- **Point annotation dataset records**
○ ○ ○ ○ ○
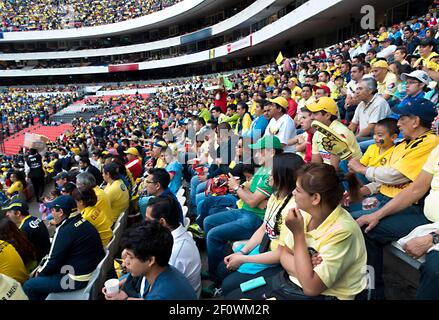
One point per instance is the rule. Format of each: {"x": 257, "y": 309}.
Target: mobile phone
{"x": 252, "y": 284}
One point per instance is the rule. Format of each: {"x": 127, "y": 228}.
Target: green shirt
{"x": 260, "y": 182}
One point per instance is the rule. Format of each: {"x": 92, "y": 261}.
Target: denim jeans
{"x": 225, "y": 226}
{"x": 429, "y": 281}
{"x": 214, "y": 204}
{"x": 40, "y": 287}
{"x": 390, "y": 228}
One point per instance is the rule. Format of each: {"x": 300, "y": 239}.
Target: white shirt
{"x": 284, "y": 129}
{"x": 185, "y": 257}
{"x": 374, "y": 111}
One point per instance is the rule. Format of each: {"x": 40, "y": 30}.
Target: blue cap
{"x": 422, "y": 108}
{"x": 67, "y": 203}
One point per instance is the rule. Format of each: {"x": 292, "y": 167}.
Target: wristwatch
○ ○ ○ ○ ○
- **TASK DETAILS**
Write out all the data above again, changing every "instance" to "object" and keeping everything else the same. Leave the pictures out.

- **IN RESPONSE**
One point per object is the rule. Format of each: {"x": 257, "y": 309}.
Target: mobile phone
{"x": 252, "y": 284}
One point per object is the rule. Format of each: {"x": 127, "y": 228}.
Target: green shirt
{"x": 260, "y": 182}
One point per object is the rule. Format of each: {"x": 92, "y": 261}.
Target: denim jeans
{"x": 225, "y": 226}
{"x": 429, "y": 281}
{"x": 214, "y": 204}
{"x": 40, "y": 287}
{"x": 390, "y": 228}
One point per object is the rule. Format of each: {"x": 300, "y": 239}.
Target: white shirt
{"x": 284, "y": 129}
{"x": 185, "y": 257}
{"x": 374, "y": 111}
One point per object is the rule. Format of each: {"x": 40, "y": 30}.
Target: blue cap
{"x": 422, "y": 108}
{"x": 67, "y": 203}
One point per object is the rule. Format of each: {"x": 292, "y": 167}.
Target: wristwatch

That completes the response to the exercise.